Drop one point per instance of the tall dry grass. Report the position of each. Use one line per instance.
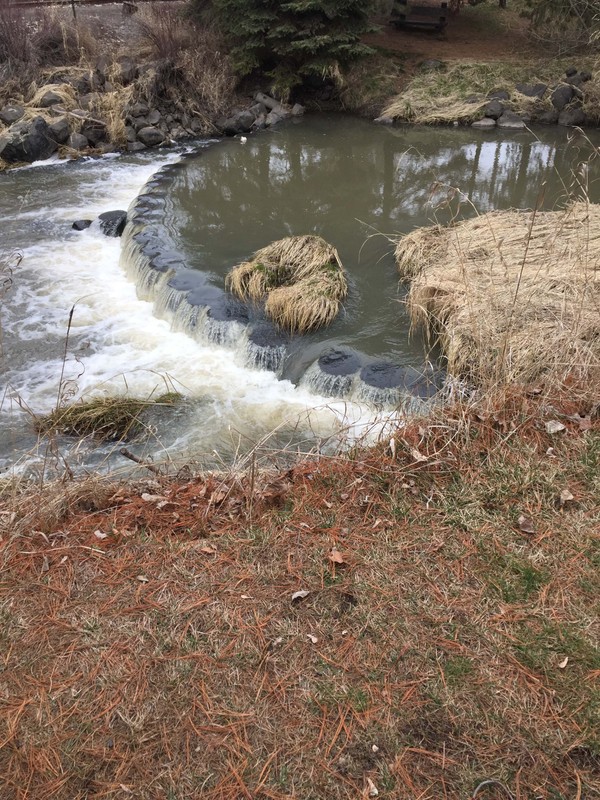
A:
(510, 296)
* * *
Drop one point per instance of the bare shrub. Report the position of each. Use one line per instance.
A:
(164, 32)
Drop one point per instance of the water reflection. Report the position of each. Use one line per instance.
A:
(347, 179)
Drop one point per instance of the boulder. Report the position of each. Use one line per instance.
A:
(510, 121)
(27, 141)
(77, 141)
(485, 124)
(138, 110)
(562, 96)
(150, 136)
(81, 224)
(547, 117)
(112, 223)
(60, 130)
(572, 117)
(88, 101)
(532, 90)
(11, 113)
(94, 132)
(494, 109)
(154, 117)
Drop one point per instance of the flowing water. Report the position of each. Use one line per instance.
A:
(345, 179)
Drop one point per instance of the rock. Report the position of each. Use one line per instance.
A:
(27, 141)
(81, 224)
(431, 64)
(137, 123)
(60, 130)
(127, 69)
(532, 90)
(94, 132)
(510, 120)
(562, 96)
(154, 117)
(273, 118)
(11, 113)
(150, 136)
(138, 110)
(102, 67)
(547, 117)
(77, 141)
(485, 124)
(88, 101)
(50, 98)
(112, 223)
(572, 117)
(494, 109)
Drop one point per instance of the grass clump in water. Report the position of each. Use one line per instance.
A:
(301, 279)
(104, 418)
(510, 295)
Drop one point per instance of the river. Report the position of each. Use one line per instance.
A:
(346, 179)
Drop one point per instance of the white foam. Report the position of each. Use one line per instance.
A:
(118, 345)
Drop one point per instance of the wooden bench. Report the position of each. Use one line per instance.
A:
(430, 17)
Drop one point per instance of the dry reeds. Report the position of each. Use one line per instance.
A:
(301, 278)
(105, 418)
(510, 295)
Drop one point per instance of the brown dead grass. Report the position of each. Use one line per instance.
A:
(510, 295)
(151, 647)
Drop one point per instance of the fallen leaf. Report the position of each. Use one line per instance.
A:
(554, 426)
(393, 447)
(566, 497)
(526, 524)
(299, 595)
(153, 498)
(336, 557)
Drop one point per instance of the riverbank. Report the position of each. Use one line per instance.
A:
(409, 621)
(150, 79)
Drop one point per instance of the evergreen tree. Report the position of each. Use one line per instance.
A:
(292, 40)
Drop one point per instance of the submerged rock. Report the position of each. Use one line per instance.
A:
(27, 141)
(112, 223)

> **Do this**
Locate every line above that contains the word "water", and copy each of those lines in full.

> **Solution to this task**
Drop one point per instance of the water reflection. Report the position of each. Use one line per instance.
Drop one point per instance of the flowing water. Report the position of each. Use one line per instance.
Drop one point per instance of the grass clump in water. Report the position of each. Use one line per instance.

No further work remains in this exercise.